-- Task details --
Find the line in the entries below that contains "Target: ember". Repeat it exactly, and every line after it through the line that contains "Target: firewood pile".

-- Task data --
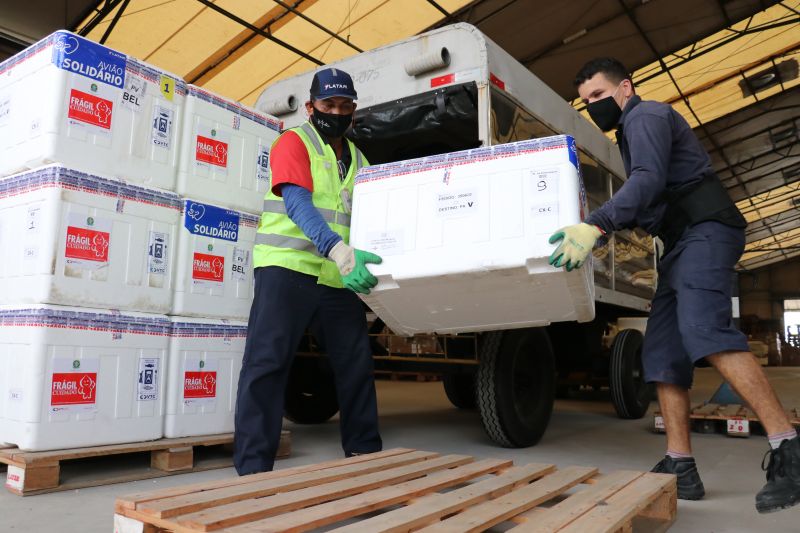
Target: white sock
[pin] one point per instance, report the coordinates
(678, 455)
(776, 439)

...

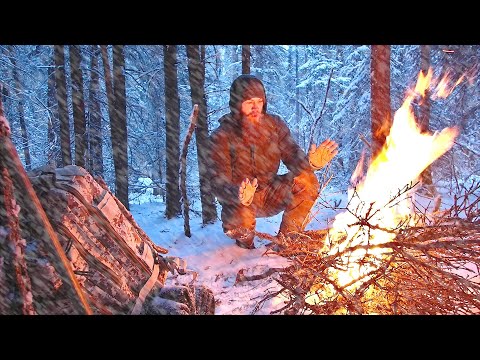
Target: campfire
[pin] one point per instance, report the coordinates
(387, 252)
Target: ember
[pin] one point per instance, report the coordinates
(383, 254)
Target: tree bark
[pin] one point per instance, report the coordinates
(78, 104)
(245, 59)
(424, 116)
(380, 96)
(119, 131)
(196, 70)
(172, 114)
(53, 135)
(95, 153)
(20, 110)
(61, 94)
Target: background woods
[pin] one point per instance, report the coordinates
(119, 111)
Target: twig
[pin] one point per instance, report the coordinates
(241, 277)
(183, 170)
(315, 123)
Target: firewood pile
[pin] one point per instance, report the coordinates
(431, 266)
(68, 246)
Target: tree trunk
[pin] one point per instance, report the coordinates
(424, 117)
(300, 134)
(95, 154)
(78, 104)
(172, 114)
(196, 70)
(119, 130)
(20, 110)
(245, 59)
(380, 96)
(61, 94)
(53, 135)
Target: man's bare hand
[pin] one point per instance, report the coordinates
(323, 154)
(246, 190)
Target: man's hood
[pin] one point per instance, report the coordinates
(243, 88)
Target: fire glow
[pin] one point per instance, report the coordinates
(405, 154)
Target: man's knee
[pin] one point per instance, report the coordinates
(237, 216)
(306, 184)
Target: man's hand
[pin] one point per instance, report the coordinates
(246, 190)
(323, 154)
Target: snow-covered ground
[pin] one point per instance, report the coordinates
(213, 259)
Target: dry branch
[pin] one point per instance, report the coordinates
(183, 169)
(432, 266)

* * *

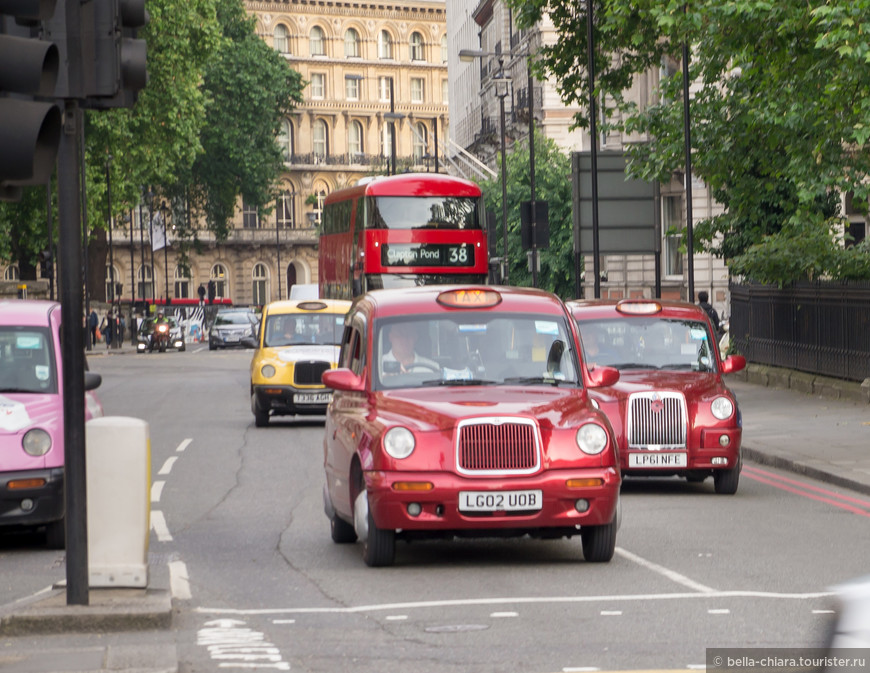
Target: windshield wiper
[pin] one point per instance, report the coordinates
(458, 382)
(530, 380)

-- Solution for this exercise --
Target: ember
[pin] one point per instance, report the coordinates
(383, 254)
Target: tree bark
[pin] one point per instance, report the coordinates
(78, 104)
(245, 59)
(424, 116)
(380, 96)
(119, 131)
(196, 70)
(172, 114)
(53, 135)
(95, 153)
(20, 110)
(61, 94)
Target: background woods
[pin] one point per instance, report the coordinates
(119, 111)
Target: twig
[pin] one point per instance, report the coordinates
(241, 277)
(183, 170)
(315, 123)
Target: firewood pile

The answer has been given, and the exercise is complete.